POTONGAN TEKS:
+-------+

Sekitar tahun 1997, saya dengan beberapa santri lainnya mengikuti pengajian kitab yang dipimpin oleh KH Bashir. Beliau memberikan pengajian ini khusus kepada santri yang tidak sekolah formal. Di antara santri memang ada yang tidak belajar sekolah formal (mondok saja dan hanya ikut pengajian kitab kuning), disebabkan karena sudah lulus atau tidak melanjutkan pada tingkatan selanjutnya. Ada berbagai faktor atas kondisi ini, tetapi tidak sedikit santri yang hanya ingin belajar ilmu agama semata. Maka mengikuti pengajian kitab menjadi alternatif yang sangat memungkinkan.

Tersebab itulah, kemudian KH Bashir memberikan pengajian kitab yang dilaksanakan pada pagi hari. Masih teringat jelas dalam pikiran saya, bahwa pengajian kitab itu dilaksanakan sejak jam 07.00 hingga jam 10.00. Sebuah alur waktu yang tidak singkat mengingat kegiatan belajar dianggap sering membosankan. Tetapi, saya dan teman santri lainnya tetap mengikuti pengajian tersebut dengan penuh takzim dan semangat. Sebab, selain pengajian ini kami tidak ada kegiatan lain kecuali pengajian-pengajian yang diikuti oleh banyak santri. Hal ini merupakan kesempatan yang harus saya ikuti secara maksimal.

Suatu ketika, KH Bashir Abdullah Sajjad ditimpa musibah sakit pada bagian betisnya. Terlihat dari raut wajah, kedua mata Beliau memberikan sebuah tanda bahwa KH Bashir mendapatkan ujian sakit yang luar biasa. Namun, Beliau tetap memberikan pengajian meskipun dengan kondisi fisik yang sangat lemah karena sakit. Seringkali saya (mungkin juga teman lainnya) merasakan kemirisan dan menekan rasa sakit dalam hati melihat kondisi Beliau yang sakit. Tapi kami tidak dapat berbuat apa-apa. Selagi Beliau tetap mengajar, memberi pengajian, kami tetap sami’na wa atha’na (kami mendengar dan kami patuh).

Perjuangan dakwah KH Bashir Abdullah Sajjad benar-benar luar biasa. Beliau mengesampingkan kondisi fisik diri sendiri demi memberikan pengajaran kepada santri-santrinya. Bahkan saat kondisi fisik yang cukup memprihatinkan pun, Beliau tetap memaksakan diri untuk memberikan pelayanan terbaik kepada santri. Itu semua Beliau lakukan sebagai bentuk komitmen dalam melaksanakan dakwah, amar makruf nahi munkar.

+-------+

CUPLIKAN DATA:
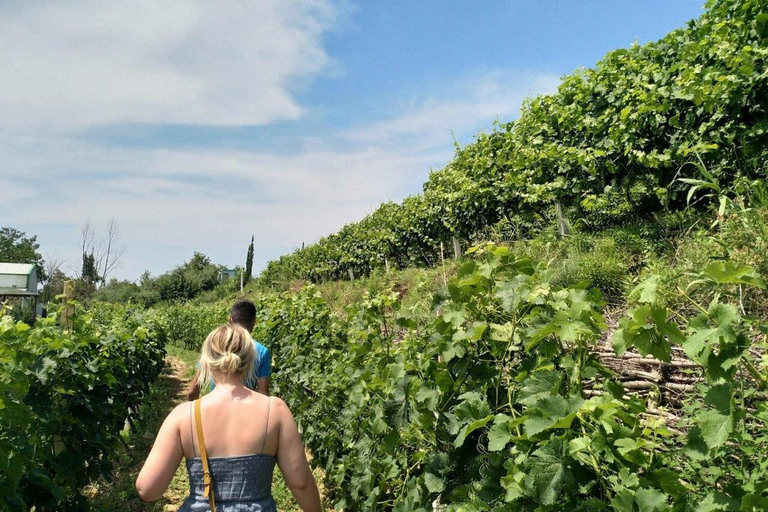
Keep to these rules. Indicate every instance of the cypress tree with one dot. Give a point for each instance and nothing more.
(249, 263)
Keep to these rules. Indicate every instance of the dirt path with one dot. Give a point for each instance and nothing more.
(120, 495)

+-------+

KETENTUAN TUGAS: Lanjutkan kenangan tentang pengajian kitab KH Bashir mulai dari sesudah kalimat terakhirnya.

HASIL TUGAS:
Baru setelah ada vonis dari dokter bahwa KH Bashir harus istirahat dan tidak boleh banyak duduk, Beliau menghentikan sementara pengajian tersebut. Masih bagitu membekas dalam ingatan saya, bahwa pada saat itu Beliau mengajar Alfiyah ibnu Malik, Kitab Maqshud, dan Fathul Wahab. Alfiyah dan Maqshud merupakan ilmu alat, ilmu yang mempelajari tentang kaidah-kaidah bahasa Arab. Sedangkan, kitab Fathul Wahab merupakan kitab fikih yang menjadi sarana praktik setelah kami belajar ilmu alat. Dan memang demikianlah adanya. Setelah kami belajar ilmu alat (nahu dan saraf) kemudian dilanjutkan dengan praktik membaca kitab Fathul Wahab.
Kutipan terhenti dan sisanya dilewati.